Saved entries:
------------------------------------------------------------------------

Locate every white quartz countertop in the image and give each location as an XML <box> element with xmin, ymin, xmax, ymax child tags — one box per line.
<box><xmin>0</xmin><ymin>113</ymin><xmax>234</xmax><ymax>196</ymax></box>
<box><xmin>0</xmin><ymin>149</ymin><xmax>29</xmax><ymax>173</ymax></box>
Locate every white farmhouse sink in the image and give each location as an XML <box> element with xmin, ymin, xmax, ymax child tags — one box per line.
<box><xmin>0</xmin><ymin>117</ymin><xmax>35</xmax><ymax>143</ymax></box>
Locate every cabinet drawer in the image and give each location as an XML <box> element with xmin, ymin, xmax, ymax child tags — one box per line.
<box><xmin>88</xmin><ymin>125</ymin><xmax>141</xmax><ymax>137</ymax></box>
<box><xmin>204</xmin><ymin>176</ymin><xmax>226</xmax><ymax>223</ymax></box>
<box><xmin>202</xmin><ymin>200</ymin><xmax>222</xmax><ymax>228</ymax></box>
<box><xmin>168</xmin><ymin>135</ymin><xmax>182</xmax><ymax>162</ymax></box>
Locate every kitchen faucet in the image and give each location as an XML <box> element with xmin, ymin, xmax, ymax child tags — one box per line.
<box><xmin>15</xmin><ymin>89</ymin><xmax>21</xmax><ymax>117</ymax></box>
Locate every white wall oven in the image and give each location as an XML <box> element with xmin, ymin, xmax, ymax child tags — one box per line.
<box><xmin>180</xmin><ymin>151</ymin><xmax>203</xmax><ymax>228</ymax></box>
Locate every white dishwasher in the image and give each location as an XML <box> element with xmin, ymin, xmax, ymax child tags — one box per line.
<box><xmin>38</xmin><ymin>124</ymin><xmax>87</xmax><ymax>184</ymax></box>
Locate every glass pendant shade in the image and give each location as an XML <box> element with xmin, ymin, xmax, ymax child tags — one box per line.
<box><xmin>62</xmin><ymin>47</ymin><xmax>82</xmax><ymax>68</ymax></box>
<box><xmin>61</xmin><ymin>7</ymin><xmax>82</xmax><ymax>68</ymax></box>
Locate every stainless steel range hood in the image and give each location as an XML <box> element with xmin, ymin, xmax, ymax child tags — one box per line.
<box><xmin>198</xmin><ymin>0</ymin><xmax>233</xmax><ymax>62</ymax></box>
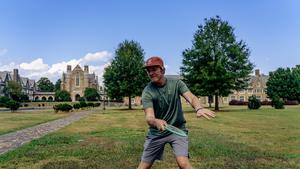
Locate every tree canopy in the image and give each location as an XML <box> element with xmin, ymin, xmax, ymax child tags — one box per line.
<box><xmin>6</xmin><ymin>81</ymin><xmax>22</xmax><ymax>101</ymax></box>
<box><xmin>54</xmin><ymin>79</ymin><xmax>61</xmax><ymax>92</ymax></box>
<box><xmin>37</xmin><ymin>77</ymin><xmax>54</xmax><ymax>92</ymax></box>
<box><xmin>103</xmin><ymin>40</ymin><xmax>148</xmax><ymax>109</ymax></box>
<box><xmin>181</xmin><ymin>16</ymin><xmax>254</xmax><ymax>110</ymax></box>
<box><xmin>84</xmin><ymin>88</ymin><xmax>100</xmax><ymax>101</ymax></box>
<box><xmin>55</xmin><ymin>90</ymin><xmax>72</xmax><ymax>102</ymax></box>
<box><xmin>266</xmin><ymin>67</ymin><xmax>300</xmax><ymax>101</ymax></box>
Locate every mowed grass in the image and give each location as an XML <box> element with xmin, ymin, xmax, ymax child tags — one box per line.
<box><xmin>0</xmin><ymin>110</ymin><xmax>69</xmax><ymax>135</ymax></box>
<box><xmin>0</xmin><ymin>105</ymin><xmax>299</xmax><ymax>169</ymax></box>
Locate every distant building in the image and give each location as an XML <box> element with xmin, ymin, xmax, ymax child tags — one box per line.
<box><xmin>0</xmin><ymin>69</ymin><xmax>36</xmax><ymax>100</ymax></box>
<box><xmin>124</xmin><ymin>69</ymin><xmax>269</xmax><ymax>106</ymax></box>
<box><xmin>201</xmin><ymin>69</ymin><xmax>269</xmax><ymax>105</ymax></box>
<box><xmin>228</xmin><ymin>69</ymin><xmax>269</xmax><ymax>102</ymax></box>
<box><xmin>61</xmin><ymin>65</ymin><xmax>99</xmax><ymax>101</ymax></box>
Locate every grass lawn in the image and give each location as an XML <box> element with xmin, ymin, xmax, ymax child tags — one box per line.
<box><xmin>0</xmin><ymin>110</ymin><xmax>70</xmax><ymax>135</ymax></box>
<box><xmin>0</xmin><ymin>105</ymin><xmax>299</xmax><ymax>168</ymax></box>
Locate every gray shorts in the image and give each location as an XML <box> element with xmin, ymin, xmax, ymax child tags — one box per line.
<box><xmin>141</xmin><ymin>133</ymin><xmax>189</xmax><ymax>164</ymax></box>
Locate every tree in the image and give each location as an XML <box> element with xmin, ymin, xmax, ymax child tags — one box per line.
<box><xmin>84</xmin><ymin>88</ymin><xmax>100</xmax><ymax>101</ymax></box>
<box><xmin>6</xmin><ymin>81</ymin><xmax>22</xmax><ymax>101</ymax></box>
<box><xmin>20</xmin><ymin>94</ymin><xmax>29</xmax><ymax>102</ymax></box>
<box><xmin>54</xmin><ymin>79</ymin><xmax>61</xmax><ymax>92</ymax></box>
<box><xmin>292</xmin><ymin>65</ymin><xmax>300</xmax><ymax>102</ymax></box>
<box><xmin>6</xmin><ymin>100</ymin><xmax>20</xmax><ymax>112</ymax></box>
<box><xmin>103</xmin><ymin>40</ymin><xmax>148</xmax><ymax>109</ymax></box>
<box><xmin>266</xmin><ymin>67</ymin><xmax>300</xmax><ymax>101</ymax></box>
<box><xmin>55</xmin><ymin>90</ymin><xmax>72</xmax><ymax>102</ymax></box>
<box><xmin>181</xmin><ymin>16</ymin><xmax>254</xmax><ymax>110</ymax></box>
<box><xmin>0</xmin><ymin>96</ymin><xmax>11</xmax><ymax>107</ymax></box>
<box><xmin>37</xmin><ymin>77</ymin><xmax>54</xmax><ymax>92</ymax></box>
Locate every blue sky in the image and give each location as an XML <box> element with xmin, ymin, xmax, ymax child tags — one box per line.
<box><xmin>0</xmin><ymin>0</ymin><xmax>300</xmax><ymax>84</ymax></box>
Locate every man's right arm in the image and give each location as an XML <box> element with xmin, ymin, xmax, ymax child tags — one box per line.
<box><xmin>144</xmin><ymin>108</ymin><xmax>167</xmax><ymax>131</ymax></box>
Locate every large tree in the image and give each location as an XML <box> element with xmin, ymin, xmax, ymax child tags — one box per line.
<box><xmin>54</xmin><ymin>79</ymin><xmax>61</xmax><ymax>92</ymax></box>
<box><xmin>6</xmin><ymin>81</ymin><xmax>22</xmax><ymax>101</ymax></box>
<box><xmin>103</xmin><ymin>40</ymin><xmax>148</xmax><ymax>109</ymax></box>
<box><xmin>181</xmin><ymin>16</ymin><xmax>254</xmax><ymax>110</ymax></box>
<box><xmin>84</xmin><ymin>88</ymin><xmax>100</xmax><ymax>101</ymax></box>
<box><xmin>266</xmin><ymin>67</ymin><xmax>300</xmax><ymax>101</ymax></box>
<box><xmin>293</xmin><ymin>65</ymin><xmax>300</xmax><ymax>101</ymax></box>
<box><xmin>37</xmin><ymin>77</ymin><xmax>54</xmax><ymax>92</ymax></box>
<box><xmin>55</xmin><ymin>90</ymin><xmax>71</xmax><ymax>102</ymax></box>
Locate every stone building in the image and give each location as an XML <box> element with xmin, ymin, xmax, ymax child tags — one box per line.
<box><xmin>61</xmin><ymin>65</ymin><xmax>99</xmax><ymax>101</ymax></box>
<box><xmin>124</xmin><ymin>69</ymin><xmax>269</xmax><ymax>106</ymax></box>
<box><xmin>0</xmin><ymin>69</ymin><xmax>36</xmax><ymax>100</ymax></box>
<box><xmin>201</xmin><ymin>69</ymin><xmax>269</xmax><ymax>105</ymax></box>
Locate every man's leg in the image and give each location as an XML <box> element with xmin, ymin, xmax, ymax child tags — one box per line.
<box><xmin>137</xmin><ymin>161</ymin><xmax>153</xmax><ymax>169</ymax></box>
<box><xmin>175</xmin><ymin>156</ymin><xmax>193</xmax><ymax>169</ymax></box>
<box><xmin>169</xmin><ymin>134</ymin><xmax>192</xmax><ymax>169</ymax></box>
<box><xmin>139</xmin><ymin>135</ymin><xmax>166</xmax><ymax>169</ymax></box>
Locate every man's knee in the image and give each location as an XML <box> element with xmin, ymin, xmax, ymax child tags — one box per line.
<box><xmin>137</xmin><ymin>161</ymin><xmax>153</xmax><ymax>169</ymax></box>
<box><xmin>176</xmin><ymin>156</ymin><xmax>192</xmax><ymax>169</ymax></box>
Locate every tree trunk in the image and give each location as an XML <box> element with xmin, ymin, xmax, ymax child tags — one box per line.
<box><xmin>128</xmin><ymin>95</ymin><xmax>132</xmax><ymax>110</ymax></box>
<box><xmin>208</xmin><ymin>95</ymin><xmax>213</xmax><ymax>108</ymax></box>
<box><xmin>215</xmin><ymin>94</ymin><xmax>219</xmax><ymax>111</ymax></box>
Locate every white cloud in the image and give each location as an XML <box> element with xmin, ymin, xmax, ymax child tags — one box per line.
<box><xmin>82</xmin><ymin>51</ymin><xmax>112</xmax><ymax>63</ymax></box>
<box><xmin>20</xmin><ymin>58</ymin><xmax>49</xmax><ymax>71</ymax></box>
<box><xmin>0</xmin><ymin>50</ymin><xmax>113</xmax><ymax>85</ymax></box>
<box><xmin>0</xmin><ymin>48</ymin><xmax>8</xmax><ymax>56</ymax></box>
<box><xmin>0</xmin><ymin>62</ymin><xmax>19</xmax><ymax>71</ymax></box>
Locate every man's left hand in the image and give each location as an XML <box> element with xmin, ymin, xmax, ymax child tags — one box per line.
<box><xmin>196</xmin><ymin>108</ymin><xmax>216</xmax><ymax>120</ymax></box>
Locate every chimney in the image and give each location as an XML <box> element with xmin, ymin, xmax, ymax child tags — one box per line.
<box><xmin>255</xmin><ymin>69</ymin><xmax>260</xmax><ymax>76</ymax></box>
<box><xmin>84</xmin><ymin>65</ymin><xmax>89</xmax><ymax>73</ymax></box>
<box><xmin>67</xmin><ymin>65</ymin><xmax>72</xmax><ymax>72</ymax></box>
<box><xmin>13</xmin><ymin>69</ymin><xmax>19</xmax><ymax>81</ymax></box>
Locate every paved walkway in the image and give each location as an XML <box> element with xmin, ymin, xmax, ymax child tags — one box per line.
<box><xmin>0</xmin><ymin>111</ymin><xmax>92</xmax><ymax>155</ymax></box>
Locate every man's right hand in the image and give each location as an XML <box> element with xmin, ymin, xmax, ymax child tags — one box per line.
<box><xmin>154</xmin><ymin>119</ymin><xmax>167</xmax><ymax>131</ymax></box>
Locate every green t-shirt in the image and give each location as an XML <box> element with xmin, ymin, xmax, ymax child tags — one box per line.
<box><xmin>142</xmin><ymin>77</ymin><xmax>190</xmax><ymax>136</ymax></box>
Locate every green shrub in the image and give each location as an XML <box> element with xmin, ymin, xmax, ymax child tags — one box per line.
<box><xmin>79</xmin><ymin>101</ymin><xmax>87</xmax><ymax>108</ymax></box>
<box><xmin>53</xmin><ymin>103</ymin><xmax>73</xmax><ymax>112</ymax></box>
<box><xmin>272</xmin><ymin>96</ymin><xmax>285</xmax><ymax>109</ymax></box>
<box><xmin>5</xmin><ymin>100</ymin><xmax>20</xmax><ymax>112</ymax></box>
<box><xmin>87</xmin><ymin>102</ymin><xmax>94</xmax><ymax>107</ymax></box>
<box><xmin>248</xmin><ymin>95</ymin><xmax>261</xmax><ymax>109</ymax></box>
<box><xmin>94</xmin><ymin>102</ymin><xmax>101</xmax><ymax>107</ymax></box>
<box><xmin>73</xmin><ymin>103</ymin><xmax>81</xmax><ymax>110</ymax></box>
<box><xmin>0</xmin><ymin>96</ymin><xmax>11</xmax><ymax>107</ymax></box>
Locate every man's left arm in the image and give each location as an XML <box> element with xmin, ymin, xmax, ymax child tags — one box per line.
<box><xmin>182</xmin><ymin>91</ymin><xmax>216</xmax><ymax>120</ymax></box>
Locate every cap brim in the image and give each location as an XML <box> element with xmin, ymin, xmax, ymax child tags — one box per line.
<box><xmin>143</xmin><ymin>65</ymin><xmax>162</xmax><ymax>69</ymax></box>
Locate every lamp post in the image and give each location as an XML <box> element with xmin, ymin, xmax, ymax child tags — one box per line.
<box><xmin>103</xmin><ymin>88</ymin><xmax>106</xmax><ymax>110</ymax></box>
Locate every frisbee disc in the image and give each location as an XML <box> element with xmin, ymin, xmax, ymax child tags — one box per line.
<box><xmin>165</xmin><ymin>124</ymin><xmax>187</xmax><ymax>137</ymax></box>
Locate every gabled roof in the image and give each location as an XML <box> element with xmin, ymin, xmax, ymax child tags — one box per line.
<box><xmin>73</xmin><ymin>65</ymin><xmax>83</xmax><ymax>71</ymax></box>
<box><xmin>28</xmin><ymin>79</ymin><xmax>35</xmax><ymax>88</ymax></box>
<box><xmin>0</xmin><ymin>71</ymin><xmax>10</xmax><ymax>82</ymax></box>
<box><xmin>20</xmin><ymin>77</ymin><xmax>29</xmax><ymax>87</ymax></box>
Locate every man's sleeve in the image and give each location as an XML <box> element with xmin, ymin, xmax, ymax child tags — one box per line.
<box><xmin>141</xmin><ymin>89</ymin><xmax>153</xmax><ymax>109</ymax></box>
<box><xmin>178</xmin><ymin>80</ymin><xmax>190</xmax><ymax>95</ymax></box>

------------------------------------------------------------------------

WHAT TO WORK ON: The "Locate every man's sleeve" line through the last line above: set these down exactly and add nothing else.

EXPECTED ANSWER:
Locate every man's sleeve in the image and give each location as an XML <box> element with xmin, ymin, xmax, ymax child tags — one box per line.
<box><xmin>141</xmin><ymin>89</ymin><xmax>153</xmax><ymax>109</ymax></box>
<box><xmin>178</xmin><ymin>80</ymin><xmax>190</xmax><ymax>95</ymax></box>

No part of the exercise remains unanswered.